**Texto proporcionado:**
Yo no soy Papa, ni obispo; soy un pobre sacerdote que quiere ser fiel a la Iglesia hasta la sangre. Cuando uno estudia Historia de la Iglesia encuentra capítulos verdaderamente tristes, penosos. Recuerdo cuántas luces me dio la lectura del libro de Hugo Wast sobre San Juan Bosco. Una frase del mismo se me grabó a fuego: “El Papa es infalible en su magisterio, no en su ministerio”. Y esto me consoló mucho. A veces, el Papa pudiera ser débil, transigir con mediocridades que ponen en peligro la vida católica en plenitud. Incluso al enseñar ocurre que a veces es ambiguo, y uno como que se siente movido a imaginarse papa y dar lecciones de gobierno y magisterio, condenar a uno, excomulgar a otro, decir las cosas de otra manera, rechazar a tal personaje, y todo ello en aras de la valentía cristiana y del fuego que arde en el alma del católico fiel. Y sin embargo las cosas no deben ser tan fáciles, ¿no? El Concilio Vaticano II fue un encaje de bolillos en el que había que conjugar la pureza de la fe católica, el deseo de no importunar ni a los miembros de otras religiones, ni a los herejes, ni a los políticos, ni a nadie; y todo ello intentando dar vigor y esperanza a la Iglesia. Me imagino que debió ser difícil. En mil partes pueden leerse los entresijos y artimañas de los padres conciliares, hechos que en principio son “secretos”. Recuerdo cómo gozaba en el Seminario leyendo los esquemas preparatorios en las Actæ Concilii Vaticani II, expresión de ortodoxia al más puro estilo del catecismo de San Pío X, y mi desilusión al ver que todo se diluía y el fin era muy distinto del principio. Y con todo, jamás, repito, jamás he encontrado nada que sea heterodoxo en los textos conciliares, o si quieren nada que no pueda ser entendido de modo ortodoxo en los mismos, a veces, lo reconozco, haciendo verdaderos equilibrios teológicos, tantos como los que hicieron los padres conciliares para ser, diciéndolo de forma brutal, “ortodoxos con expresiones fácilmente interpretables de forma heterodoxa”.

Uno de los diques de esta última forma de interpretación son las notas, tanto las aclaratorias como las que están a pie de página. Su estilo suele ser más “tradicional”, más dogmático, o sea, en muchos casos, por así decir, “lo mejor”. Así ocurre con la Nota de la Constitución Lumen Gentium, que explica el sentido de la “Colegialidad” de los obispos respecto del poder absoluto del Papa; las respectivas notas de ésta Constitución y la Dei Verbum, que intentan al menos aclarar la cualificación teológica de las mismas.

**Ejercicio 1:**
Enumere todas las personas que el texto sobre el Concilio Vaticano II menciona por su nombre propio.
**Ejercicio 2:**
Cite del texto sobre el Concilio Vaticano II todo lo que va desde "Uno de los diques" hasta "de las mismas.".
El listado no interviene en ningún punto de este ejercicio.

**Datos proporcionados:**
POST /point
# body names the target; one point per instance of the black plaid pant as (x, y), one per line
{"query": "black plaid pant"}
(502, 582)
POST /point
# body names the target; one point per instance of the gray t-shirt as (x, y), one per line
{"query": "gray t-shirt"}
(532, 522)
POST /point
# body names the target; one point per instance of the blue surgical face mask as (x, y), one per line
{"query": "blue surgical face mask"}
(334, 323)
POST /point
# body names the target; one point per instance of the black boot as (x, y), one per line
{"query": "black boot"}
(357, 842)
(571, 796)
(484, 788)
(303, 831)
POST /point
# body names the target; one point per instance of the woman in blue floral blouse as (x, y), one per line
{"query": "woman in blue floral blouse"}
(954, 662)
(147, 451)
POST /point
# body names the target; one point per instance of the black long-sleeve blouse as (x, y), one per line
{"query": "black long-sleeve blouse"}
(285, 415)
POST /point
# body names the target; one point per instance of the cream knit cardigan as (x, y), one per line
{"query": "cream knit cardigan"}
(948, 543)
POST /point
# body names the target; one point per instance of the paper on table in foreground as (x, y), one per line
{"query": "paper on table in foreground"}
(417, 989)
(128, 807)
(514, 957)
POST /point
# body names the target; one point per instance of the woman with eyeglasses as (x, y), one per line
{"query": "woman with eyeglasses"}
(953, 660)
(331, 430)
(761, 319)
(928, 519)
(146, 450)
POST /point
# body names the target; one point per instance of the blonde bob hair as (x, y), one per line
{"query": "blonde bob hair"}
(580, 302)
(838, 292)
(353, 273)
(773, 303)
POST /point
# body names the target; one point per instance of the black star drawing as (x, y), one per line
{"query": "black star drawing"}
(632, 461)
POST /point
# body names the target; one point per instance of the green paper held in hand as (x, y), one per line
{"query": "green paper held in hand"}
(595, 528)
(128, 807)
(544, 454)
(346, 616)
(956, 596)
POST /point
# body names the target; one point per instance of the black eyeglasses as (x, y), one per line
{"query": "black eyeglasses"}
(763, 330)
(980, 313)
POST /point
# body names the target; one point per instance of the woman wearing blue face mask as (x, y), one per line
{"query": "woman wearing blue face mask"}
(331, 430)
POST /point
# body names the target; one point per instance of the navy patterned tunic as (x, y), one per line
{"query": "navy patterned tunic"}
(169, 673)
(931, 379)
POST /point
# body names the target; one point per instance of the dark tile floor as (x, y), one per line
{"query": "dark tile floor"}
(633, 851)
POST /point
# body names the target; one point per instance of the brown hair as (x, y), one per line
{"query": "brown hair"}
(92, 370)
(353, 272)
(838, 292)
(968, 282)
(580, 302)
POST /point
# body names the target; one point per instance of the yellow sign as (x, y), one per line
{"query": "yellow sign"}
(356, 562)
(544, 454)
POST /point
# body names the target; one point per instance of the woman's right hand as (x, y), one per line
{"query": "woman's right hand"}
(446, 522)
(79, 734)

**Solución del problema 1:**
Hugo Wast, San Juan Bosco, San Pío X

**Solución del problema 2:**
Uno de los diques de esta última forma de interpretación son las notas, tanto las aclaratorias como las que están a pie de página. Su estilo suele ser más “tradicional”, más dogmático, o sea, en muchos casos, por así decir, “lo mejor”. Así ocurre con la Nota de la Constitución Lumen Gentium, que explica el sentido de la “Colegialidad” de los obispos respecto del poder absoluto del Papa; las respectivas notas de ésta Constitución y la Dei Verbum, que intentan al menos aclarar la cualificación teológica de las mismas.